> SHORT PROBLEM A
Return, word for word, the passage of the Spark forum post that begins at the words "model = NaiveBayes.train(trainingSetInitial, lambda" and stops after the words "(line, htf.transform(text))".
> SHORT PROBLEM B
According to the Spark forum post, which version of Spark is being used?

Reputation: 769
I am trying to implement a self learning approach for training a classifier. I am using spark 1.6.0. The problem is when I map a RDD to another I get wrong counts. The same code works OK for small datasets by on larder dataset it just goes nuts.
println("INITIAL TRAINING SET SIZE : " + trainingSetInitial.count())
for(counter <- 1 to 10){
println("------------------- This is the_" + counter + " run -----------------")
println("TESTING SET SIZE : " + testing.count())
val lowProbabilitiesSet = testing.flatMap { item =>
if (model.predictProbabilities(item._2)(0) <= 0.75 && model.predictProbabilities(item._2)(1) <= 0.75) {
List(item._1)
} else {
None
}}.cache()
val highProbabilitiesSet = testing.flatMap { item =>
if (model.predictProbabilities(item._2)(0) > 0.75 || model.predictProbabilities(item._2)(1) > 0.75 ) {
List(item._1 +","+ model.predict(item._2).toDouble )
} else {
None
}}.cache()
println("LOW PROBAB SET : " + lowProbabilitiesSet.count())
println("HIGH PROBAB SET : " + highProbabilitiesSet.count())
trainingSetInitial = trainingSetInitial.union(highProbabilitiesSet.map(x => LabeledPoint(List(x)(0).split(",")(8).toString.toDouble, htf.transform(List(x)(0).toString.split(",")(7).split(" ") ))))
model = NaiveBayes.train(trainingSetInitial, lambda = 1.0)
println("NEW TRAINING SET : " + trainingSetInitial.count())
previousCount = lowProbabilitiesSet.count()
testing = lowProbabilitiesSet.map { line =>
val parts = line.split(',')
val text = parts(7).split(' ')
(line, htf.transform(text))
}
testing.checkpoint()
}
This is the log from the correct output:
INITIAL TRAINING SET SIZE : 238.182
------------------- This is the_1 run -----------------
TESTING SET SIZE : 3.158.722
LOW PROBAB SET : 22.996
HIGH PROBAB SET : 3.135.726
NEW TRAINING SET : 3373908
------------------- This is the_2 run -----------------
TESTING SET SIZE : 22996
LOW PROBAB SET : 566
HIGH PROBAB SET : 22430
NEW TRAINING SET : 3396338
And here is when the problem begins (large dataset input):
INITIAL TRAINING SET SIZE : 31.990.660
------------------- This is the_1 run -----------------
TESTING SET SIZE : 423.173.780
LOW PROBAB SET : 62.615.460
HIGH PROBAB SET : 360.558.320
NEW TRAINING SET : 395265857
------------------- This is the_2 run -----------------
TESTING SET SIZE : 52673986
LOW PROBAB SET : 51460875
HIGH PROBAB SET : 1213111
NEW TRAINING SET : 401950263
The 'LOW PROBAB SET' on the first iteration should be the 'TESTING SET' for the second iteration. Somewhere, somehow 10 million entries disappear. Also the 'NEW TRAINING SET' on the 1st iteration should be the concatenation of the 'INITIAL TRAINING' and the 'HIGH PROB SET'. Again the numbers don't match.

> EXTRACTED MATERIAL
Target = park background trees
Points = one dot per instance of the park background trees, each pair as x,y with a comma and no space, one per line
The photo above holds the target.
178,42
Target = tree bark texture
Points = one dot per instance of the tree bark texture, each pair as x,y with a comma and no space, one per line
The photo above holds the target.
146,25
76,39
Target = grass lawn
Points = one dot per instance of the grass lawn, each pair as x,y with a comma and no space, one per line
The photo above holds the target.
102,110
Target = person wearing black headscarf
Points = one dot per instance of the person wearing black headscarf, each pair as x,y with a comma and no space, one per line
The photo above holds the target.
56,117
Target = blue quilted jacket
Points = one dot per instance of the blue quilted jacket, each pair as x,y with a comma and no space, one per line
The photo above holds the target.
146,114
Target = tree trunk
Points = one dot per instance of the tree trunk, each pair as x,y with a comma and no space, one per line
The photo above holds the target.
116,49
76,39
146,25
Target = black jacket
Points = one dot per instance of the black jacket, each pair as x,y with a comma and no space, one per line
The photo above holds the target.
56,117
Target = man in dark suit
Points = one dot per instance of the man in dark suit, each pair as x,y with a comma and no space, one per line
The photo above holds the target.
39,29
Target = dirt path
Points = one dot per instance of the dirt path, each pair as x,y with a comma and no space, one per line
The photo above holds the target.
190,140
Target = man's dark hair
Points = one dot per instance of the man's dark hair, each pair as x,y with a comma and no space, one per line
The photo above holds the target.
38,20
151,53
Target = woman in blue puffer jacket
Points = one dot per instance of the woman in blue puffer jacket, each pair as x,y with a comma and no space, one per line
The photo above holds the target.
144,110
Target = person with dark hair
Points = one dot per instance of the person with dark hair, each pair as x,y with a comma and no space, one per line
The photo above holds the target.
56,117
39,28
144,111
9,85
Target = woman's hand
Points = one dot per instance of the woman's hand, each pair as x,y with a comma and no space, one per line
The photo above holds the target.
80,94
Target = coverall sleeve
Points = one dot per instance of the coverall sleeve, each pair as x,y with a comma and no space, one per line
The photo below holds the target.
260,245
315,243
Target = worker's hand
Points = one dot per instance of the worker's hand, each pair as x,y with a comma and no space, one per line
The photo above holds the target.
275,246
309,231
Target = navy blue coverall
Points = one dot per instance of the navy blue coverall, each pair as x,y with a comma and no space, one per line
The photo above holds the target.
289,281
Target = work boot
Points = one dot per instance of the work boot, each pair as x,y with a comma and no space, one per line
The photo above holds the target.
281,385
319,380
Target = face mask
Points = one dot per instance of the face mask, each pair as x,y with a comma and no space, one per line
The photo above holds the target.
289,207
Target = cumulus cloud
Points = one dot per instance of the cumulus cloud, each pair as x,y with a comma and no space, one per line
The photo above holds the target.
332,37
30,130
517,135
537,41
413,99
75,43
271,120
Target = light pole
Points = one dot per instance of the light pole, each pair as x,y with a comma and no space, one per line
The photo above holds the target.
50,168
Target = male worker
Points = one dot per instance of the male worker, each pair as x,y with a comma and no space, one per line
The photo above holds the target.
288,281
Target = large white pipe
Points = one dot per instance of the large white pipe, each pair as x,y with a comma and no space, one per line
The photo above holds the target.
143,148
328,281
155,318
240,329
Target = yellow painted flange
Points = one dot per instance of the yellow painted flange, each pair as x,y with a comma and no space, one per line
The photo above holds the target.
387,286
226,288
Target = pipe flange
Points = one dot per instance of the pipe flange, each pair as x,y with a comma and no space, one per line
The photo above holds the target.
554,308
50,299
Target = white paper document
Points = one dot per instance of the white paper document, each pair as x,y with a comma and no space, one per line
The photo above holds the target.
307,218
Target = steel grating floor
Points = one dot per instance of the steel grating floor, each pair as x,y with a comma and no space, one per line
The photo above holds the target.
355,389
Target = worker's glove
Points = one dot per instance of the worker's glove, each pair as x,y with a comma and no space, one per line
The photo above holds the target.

> TASK RESULT A
model = NaiveBayes.train(trainingSetInitial, lambda = 1.0)
println("NEW TRAINING SET : " + trainingSetInitial.count())
previousCount = lowProbabilitiesSet.count()
testing = lowProbabilitiesSet.map { line =>
val parts = line.split(',')
val text = parts(7).split(' ')
(line, htf.transform(text))

> TASK RESULT B
Spark 1.6.0.